Copy out each line of the material below with no changes.

[Stored items]
[Begin]
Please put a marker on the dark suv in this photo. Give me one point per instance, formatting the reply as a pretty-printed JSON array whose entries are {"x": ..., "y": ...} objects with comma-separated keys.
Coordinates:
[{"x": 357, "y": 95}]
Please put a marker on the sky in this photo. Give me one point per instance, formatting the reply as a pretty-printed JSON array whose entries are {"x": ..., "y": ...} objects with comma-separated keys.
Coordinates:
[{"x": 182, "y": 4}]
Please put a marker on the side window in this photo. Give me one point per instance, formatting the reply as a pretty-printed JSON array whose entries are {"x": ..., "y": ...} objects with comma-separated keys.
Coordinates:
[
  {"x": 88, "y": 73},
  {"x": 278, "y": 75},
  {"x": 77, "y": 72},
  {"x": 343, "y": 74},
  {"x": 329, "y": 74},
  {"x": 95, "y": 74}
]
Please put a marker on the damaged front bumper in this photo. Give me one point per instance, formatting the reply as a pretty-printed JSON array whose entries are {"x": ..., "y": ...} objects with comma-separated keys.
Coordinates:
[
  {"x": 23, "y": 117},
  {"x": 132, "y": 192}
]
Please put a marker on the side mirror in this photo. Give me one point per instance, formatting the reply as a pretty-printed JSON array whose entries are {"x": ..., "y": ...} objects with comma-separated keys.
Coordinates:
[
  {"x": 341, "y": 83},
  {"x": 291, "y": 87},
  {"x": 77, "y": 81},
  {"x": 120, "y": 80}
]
[End]
▸ EXPECTED OUTPUT:
Please put a marker on the dark suv in this photo. Give me one point per instance, formatting the reply as a pretty-printed JSON array whose entries are {"x": ..., "y": ...} objects with comma-separated keys.
Coordinates:
[{"x": 357, "y": 95}]
Please put a marker on the sky in this photo. Give me one point per instance, formatting the reply as a pretty-printed JSON array whose entries are {"x": ..., "y": ...} objects with comma-separated keys.
Coordinates:
[{"x": 182, "y": 4}]
Please put a marker on the side window in this photo. Give me one point per instance, formatting the reply as a pretty-printed JSON array whose entries are {"x": ..., "y": ...} objects with comma-separated keys.
Coordinates:
[
  {"x": 88, "y": 73},
  {"x": 278, "y": 75},
  {"x": 77, "y": 72},
  {"x": 343, "y": 74},
  {"x": 329, "y": 74},
  {"x": 95, "y": 74}
]
Please put a marker on the damaged front bumper in this photo. Give me one point per instance, formatting the reply as a pretty-printed JSON array whose entries are {"x": ..., "y": ...} objects with comma-separated keys.
Coordinates:
[
  {"x": 23, "y": 117},
  {"x": 132, "y": 192}
]
Please put a marker on the side mirror in this photo. Give me one point per instance, formatting the reply as a pretty-printed JSON array whose entries are {"x": ..., "y": ...} objects with comma-separated keys.
Coordinates:
[
  {"x": 341, "y": 83},
  {"x": 291, "y": 87},
  {"x": 77, "y": 81},
  {"x": 120, "y": 80}
]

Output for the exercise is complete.